■ Source passage ■
1517, Germini, Franco-Lothar (Huck): http://trionfi.com/germini-1517-1519. (published 2012, in English).

1506, Germini: Pratesi at http://www.naibi.net/A/IPCS44N1.pdf (published in 2015 in Italian, translated by me, in bits with corrections on THF or online in one piece at http://pratesitranslations.blogspot.com ... on-on.html)

1477, Minchiate: Pratesi at http://www.naibi.net/A/30-PRISECO-Z.pdf (published in 1990, in Italian with abstract in English

1471, Minchiate: Pratesi at http://www.naibi.net/A/51-JURON-Z.pdf (published 1993, in French, with a review of the facs as known then)

1466. Minchiate, Pulci letter, Best discussion, Pratesi at http://www.naibi.net/A/08-FLOLITE-Z.pdf (in English)

As far as when minchiate was invented, it was permissible to ignore the mentions from 1466 to 1477 as long as the next known reference was Aretino in 1543, because of the long gap with nothing in between, time enough for the two sets of mentions to refer to two unrelated games. But this is no longer the case, as Pratesi has argued, because of the 1506 and 1517 mentions discovered since, narrowing the gaps considerably. As for the two names "Germini" and "Minchaite", there is enough description attached to some of their later appearances (throughout the 16th and 17th century) to make it clear that they are much the same game., as indeed Pratesi has concluded.

So what else is there, by which we could date the ChVI cards? As I mentioned earlier, it would help if we knew when Florence started putting numbers on their printed tarot decks. Then it was no longer necessary to memorize the order, and if someone wanted to place the ChVI cards in order, the numbers would help.. Unfortunately we have no direct evidence for the relevant time and place. The first deck I know of with numbers painted on its trumps is the Sola-Busca, if the c. 1490 dating is accurate (and some have disputed it). There are also the Budapest/Metropolitan, of uncertain date, and the Leber. These are all Ferrarese-inspired. Of more Florentine influence is the Rosenwald, of Perugia probably printed within a few years after 1507, since the paper used as filling inside the sheet is from that year and place, as Pratesi has shown. Despite this evidence, we still don't know when numbers started being used in Florence, unfortunately, or how long it would take an owner to mar the cards so as to put those numbers on the cards.

Another clue might arise if we assume that someone in the Medici family was the original owner. When would a Medici do such a thing to their heirloom, or when would they be likely to sell to someone who would? It seems to me that a Medici wouldn't, considering it art, and the time for a sale would be at the time of their expulsion from Florence, 1494, or at least sometime before their return in 1512. The numbers would likely be added by the next owner, I would think fairly soon. The result is much the same as Ross's, but with different assumptions, and if anything slightly earlier than his date-range.

I hope people will tell me any flaws in my reasoning or facts I have not taken into consideration. These of course are just reasonable assumptions, not proof of any kind.

Re: Le Tarot dit "de Charles VI"

#196
Thanks for the summary references, Mike.

1506 is solid for me, then, for Germini. It is distinguished explicitly from Trionfi.

Franco's 1990 article with the 1477 documentation of "il giuocho delle minchiate" I had not seen. Since "il giuocho de triomphi" is mentioned as well among the permitted games, by the same logic I have to admit that the card game "minchiate" also existed at that time. But is it the same as we commonly know? And why was it renamed Germini later, then?

■ Assigned task 1 ■
Answer from the passage on minchiate and the ChVI cards:
(a) In what year and language was Pratesi's article on the 1477 Minchiate mention published?
(b) Which deck is the first the writer knows of with numbers painted on its trumps?
(c) From what is the 1506 Germini mention explicitly distinguished?
■ Assigned task 2 ■
Reproduce word for word the part of the passage on minchiate and the ChVI cards from "Franco's 1990 article" up to and including "Germini later, then?".
The lines after this passage play no part in any task.

■ Source material ■
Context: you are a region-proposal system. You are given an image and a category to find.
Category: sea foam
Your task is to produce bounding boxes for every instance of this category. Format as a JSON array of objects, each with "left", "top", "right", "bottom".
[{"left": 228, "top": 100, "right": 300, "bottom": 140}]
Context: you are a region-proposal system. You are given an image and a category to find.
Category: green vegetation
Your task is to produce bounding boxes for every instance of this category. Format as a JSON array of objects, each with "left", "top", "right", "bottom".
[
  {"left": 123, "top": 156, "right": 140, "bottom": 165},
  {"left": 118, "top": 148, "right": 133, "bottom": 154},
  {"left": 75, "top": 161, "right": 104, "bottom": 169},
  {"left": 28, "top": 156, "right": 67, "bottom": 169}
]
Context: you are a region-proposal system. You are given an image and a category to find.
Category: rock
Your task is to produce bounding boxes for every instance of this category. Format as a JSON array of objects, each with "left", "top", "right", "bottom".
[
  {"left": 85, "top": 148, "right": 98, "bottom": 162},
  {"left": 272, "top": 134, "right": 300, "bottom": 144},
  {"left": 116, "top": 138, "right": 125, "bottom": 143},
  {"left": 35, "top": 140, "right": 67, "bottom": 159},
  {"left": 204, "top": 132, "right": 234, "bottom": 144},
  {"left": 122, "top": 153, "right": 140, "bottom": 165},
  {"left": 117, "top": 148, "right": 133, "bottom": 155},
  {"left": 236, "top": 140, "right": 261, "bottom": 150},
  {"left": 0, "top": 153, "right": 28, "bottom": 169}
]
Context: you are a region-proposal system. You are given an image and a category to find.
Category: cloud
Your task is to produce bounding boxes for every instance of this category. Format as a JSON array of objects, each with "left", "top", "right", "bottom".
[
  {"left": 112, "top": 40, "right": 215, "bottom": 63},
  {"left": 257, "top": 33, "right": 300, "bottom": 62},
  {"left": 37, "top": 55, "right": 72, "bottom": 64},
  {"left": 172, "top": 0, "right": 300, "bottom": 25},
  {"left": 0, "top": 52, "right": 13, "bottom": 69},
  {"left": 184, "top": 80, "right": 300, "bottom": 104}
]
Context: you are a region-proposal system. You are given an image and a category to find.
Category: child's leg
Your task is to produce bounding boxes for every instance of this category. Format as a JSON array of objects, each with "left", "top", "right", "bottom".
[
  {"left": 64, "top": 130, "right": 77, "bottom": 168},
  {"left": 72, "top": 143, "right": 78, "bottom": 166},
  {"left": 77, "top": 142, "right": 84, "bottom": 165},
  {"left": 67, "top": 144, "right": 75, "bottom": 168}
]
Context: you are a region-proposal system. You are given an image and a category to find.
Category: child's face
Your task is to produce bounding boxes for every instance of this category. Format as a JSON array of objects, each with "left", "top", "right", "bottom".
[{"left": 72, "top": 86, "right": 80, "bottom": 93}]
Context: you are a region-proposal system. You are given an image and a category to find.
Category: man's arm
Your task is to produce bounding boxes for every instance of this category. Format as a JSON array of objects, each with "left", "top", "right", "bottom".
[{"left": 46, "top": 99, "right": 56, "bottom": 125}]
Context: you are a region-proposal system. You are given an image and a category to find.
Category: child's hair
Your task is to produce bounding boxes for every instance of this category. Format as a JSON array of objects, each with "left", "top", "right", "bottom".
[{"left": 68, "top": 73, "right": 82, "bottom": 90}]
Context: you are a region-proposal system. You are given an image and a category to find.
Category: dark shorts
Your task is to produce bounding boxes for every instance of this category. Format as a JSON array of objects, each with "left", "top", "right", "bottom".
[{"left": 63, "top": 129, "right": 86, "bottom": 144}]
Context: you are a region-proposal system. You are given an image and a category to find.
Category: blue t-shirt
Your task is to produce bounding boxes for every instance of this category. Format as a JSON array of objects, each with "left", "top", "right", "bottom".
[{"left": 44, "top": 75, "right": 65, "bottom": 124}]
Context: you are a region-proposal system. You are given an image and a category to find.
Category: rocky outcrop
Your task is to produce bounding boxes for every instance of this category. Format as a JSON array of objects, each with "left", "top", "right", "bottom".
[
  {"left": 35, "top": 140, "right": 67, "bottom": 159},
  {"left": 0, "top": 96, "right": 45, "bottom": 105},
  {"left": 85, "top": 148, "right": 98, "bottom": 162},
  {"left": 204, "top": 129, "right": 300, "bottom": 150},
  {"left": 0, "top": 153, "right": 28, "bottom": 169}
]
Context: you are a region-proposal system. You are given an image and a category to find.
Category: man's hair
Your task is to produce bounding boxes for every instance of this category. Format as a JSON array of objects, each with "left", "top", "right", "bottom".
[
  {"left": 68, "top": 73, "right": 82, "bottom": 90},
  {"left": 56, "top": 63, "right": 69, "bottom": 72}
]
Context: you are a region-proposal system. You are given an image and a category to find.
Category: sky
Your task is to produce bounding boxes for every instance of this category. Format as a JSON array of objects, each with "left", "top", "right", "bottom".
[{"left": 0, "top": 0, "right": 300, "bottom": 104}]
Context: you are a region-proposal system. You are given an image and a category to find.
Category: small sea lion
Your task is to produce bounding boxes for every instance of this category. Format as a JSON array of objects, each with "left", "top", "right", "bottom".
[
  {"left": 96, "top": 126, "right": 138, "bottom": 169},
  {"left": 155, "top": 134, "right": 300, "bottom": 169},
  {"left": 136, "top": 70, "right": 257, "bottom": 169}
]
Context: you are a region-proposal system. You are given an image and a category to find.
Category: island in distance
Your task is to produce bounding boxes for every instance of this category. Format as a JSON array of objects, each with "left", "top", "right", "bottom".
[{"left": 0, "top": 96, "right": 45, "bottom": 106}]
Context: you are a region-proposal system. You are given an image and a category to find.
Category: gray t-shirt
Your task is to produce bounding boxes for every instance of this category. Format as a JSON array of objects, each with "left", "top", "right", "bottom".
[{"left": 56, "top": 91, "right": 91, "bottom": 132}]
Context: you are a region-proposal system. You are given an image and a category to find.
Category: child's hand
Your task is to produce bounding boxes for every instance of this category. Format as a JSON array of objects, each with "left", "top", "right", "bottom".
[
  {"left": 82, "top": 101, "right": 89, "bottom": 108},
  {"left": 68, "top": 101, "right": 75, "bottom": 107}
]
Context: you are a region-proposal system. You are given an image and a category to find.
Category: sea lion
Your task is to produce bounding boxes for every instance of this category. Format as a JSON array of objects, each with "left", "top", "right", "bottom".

■ Answer section 1 ■
(a) 1990, in Italian with an abstract in English.
(b) The Sola-Busca.
(c) From Trionfi.

■ Answer section 2 ■
Franco's 1990 article with the 1477 documentation of "il giuocho delle minchiate" I had not seen. Since "il giuocho de triomphi" is mentioned as well among the permitted games, by the same logic I have to admit that the card game "minchiate" also existed at that time. But is it the same as we commonly know? And why was it renamed Germini later, then?